- Data to process -
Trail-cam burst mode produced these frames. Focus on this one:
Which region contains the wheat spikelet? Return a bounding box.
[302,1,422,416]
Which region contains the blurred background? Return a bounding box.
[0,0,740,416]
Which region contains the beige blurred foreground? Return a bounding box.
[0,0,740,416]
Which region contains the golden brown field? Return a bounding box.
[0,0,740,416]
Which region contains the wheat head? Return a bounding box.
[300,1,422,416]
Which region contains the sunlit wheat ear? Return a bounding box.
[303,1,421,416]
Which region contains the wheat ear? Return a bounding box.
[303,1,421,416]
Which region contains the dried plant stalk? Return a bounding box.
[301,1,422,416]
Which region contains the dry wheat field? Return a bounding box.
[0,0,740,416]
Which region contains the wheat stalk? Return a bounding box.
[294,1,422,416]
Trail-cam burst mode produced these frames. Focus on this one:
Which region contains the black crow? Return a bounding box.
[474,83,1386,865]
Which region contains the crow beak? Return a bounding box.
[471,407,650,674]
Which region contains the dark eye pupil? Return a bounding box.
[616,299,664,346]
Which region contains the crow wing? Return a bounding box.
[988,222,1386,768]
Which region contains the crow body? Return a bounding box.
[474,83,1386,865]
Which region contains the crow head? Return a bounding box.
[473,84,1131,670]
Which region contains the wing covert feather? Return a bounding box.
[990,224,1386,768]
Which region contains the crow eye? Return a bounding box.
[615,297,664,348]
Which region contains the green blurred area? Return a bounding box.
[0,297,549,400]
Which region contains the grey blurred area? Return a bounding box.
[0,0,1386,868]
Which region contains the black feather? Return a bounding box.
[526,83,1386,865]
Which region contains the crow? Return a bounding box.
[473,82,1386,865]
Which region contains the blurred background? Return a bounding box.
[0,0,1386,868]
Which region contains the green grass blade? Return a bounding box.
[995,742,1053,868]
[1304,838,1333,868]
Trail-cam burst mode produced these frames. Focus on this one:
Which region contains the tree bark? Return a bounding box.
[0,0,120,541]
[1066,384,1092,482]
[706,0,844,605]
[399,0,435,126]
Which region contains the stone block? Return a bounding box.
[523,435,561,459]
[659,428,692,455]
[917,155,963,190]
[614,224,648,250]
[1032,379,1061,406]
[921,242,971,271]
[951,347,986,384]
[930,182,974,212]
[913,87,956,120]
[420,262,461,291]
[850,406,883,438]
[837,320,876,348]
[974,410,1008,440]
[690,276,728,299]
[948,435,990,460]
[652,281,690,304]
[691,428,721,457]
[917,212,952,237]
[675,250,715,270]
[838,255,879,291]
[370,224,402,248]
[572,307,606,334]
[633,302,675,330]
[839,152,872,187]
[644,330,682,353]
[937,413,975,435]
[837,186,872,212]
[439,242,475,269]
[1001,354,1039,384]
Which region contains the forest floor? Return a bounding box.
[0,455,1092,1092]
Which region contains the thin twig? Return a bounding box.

- Instructions for the task -
Please convert every line of the records above into a numbered list and leave out any blank lines.

- Reply to the task -
1. Trail-cam burst mode produced these frames. Focus on this one:
2. Which region contains the wheat spikelet? Return a bounding box.
3. [302,1,422,416]
4. Which region contains the blurred background? Return a bounding box.
5. [0,0,740,416]
6. Which region contains the beige blurred foreground? Return a bounding box.
7. [0,0,740,416]
8. Which region contains the golden brown field? Return a bounding box.
9. [0,0,740,416]
10. Which region contains the wheat head? Return a bounding box.
11. [300,1,422,416]
12. Which region contains the sunlit wheat ear? Return a bounding box.
13. [303,1,421,416]
14. Which region contains the wheat ear? Return a bounding box.
15. [303,1,421,416]
16. Which region contains the dried plant stalk? Return a bounding box.
17. [301,1,422,416]
18. Which region contains the dry wheat field? Return a bounding box.
19. [0,0,740,416]
20. Which region contains the wheat stalk? Return a bounding box.
21. [294,1,422,416]
22. Trail-cam burst mode produced these frames. Focus on this one:
23. Which region contains the black crow? Return a bounding box.
24. [474,83,1386,865]
25. Which region contains the crow beak? Return a bounding box.
26. [471,407,650,674]
27. Which region contains the dark eye pupil? Return a bounding box.
28. [616,299,664,346]
29. Which region contains the crow wing? Return a bounding box.
30. [988,222,1386,768]
31. Which region contains the crow body? Return a bounding box.
32. [474,83,1386,865]
33. Which region contains the crow head? Return a bounding box.
34. [473,84,1131,670]
35. Which region contains the wing covert feather? Return a bounding box.
36. [990,224,1386,768]
37. Which region contains the crow eye? Return a bounding box.
38. [615,297,664,348]
39. Which region contains the green blurred area? Return a bounding box.
40. [0,297,549,400]
41. Which region contains the grey blurred area? Return a bounding box.
42. [0,0,1386,868]
43. Which region contains the black feather? Return a bounding box.
44. [526,83,1386,865]
45. Which region contains the crow? Return a bounding box.
46. [473,82,1386,865]
47. Which region contains the blurred background? Return a bounding box.
48. [0,0,1386,868]
49. Which region contains the green grass blade? Return a bounding box.
50. [995,742,1053,868]
51. [1304,838,1333,868]
52. Trail-cam burst mode produced these frames. Focus on this one:
53. Which region contains the tree bark? Return a bounding box.
54. [0,0,120,541]
55. [1066,384,1092,482]
56. [706,0,844,605]
57. [399,0,435,126]
58. Which region contains the stone block? Return a bounding box.
59. [523,435,561,459]
60. [659,428,692,455]
61. [917,155,963,190]
62. [614,224,648,250]
63. [1032,379,1061,406]
64. [921,242,971,271]
65. [951,347,986,384]
66. [930,182,974,212]
67. [913,87,956,120]
68. [420,262,461,291]
69. [850,406,883,438]
70. [837,320,876,348]
71. [974,410,1008,440]
72. [690,276,728,299]
73. [948,435,990,460]
74. [652,281,690,304]
75. [691,428,721,457]
76. [917,212,952,237]
77. [675,250,715,270]
78. [838,255,879,291]
79. [370,224,402,248]
80. [572,307,606,334]
81. [633,302,675,330]
82. [839,152,872,187]
83. [644,330,682,353]
84. [937,413,975,435]
85. [837,186,872,212]
86. [439,242,475,269]
87. [1001,354,1039,384]
88. Which region contains the forest floor? Return a bounding box.
89. [0,455,1092,1092]
90. Which region contains the thin twig? Return a bounding box.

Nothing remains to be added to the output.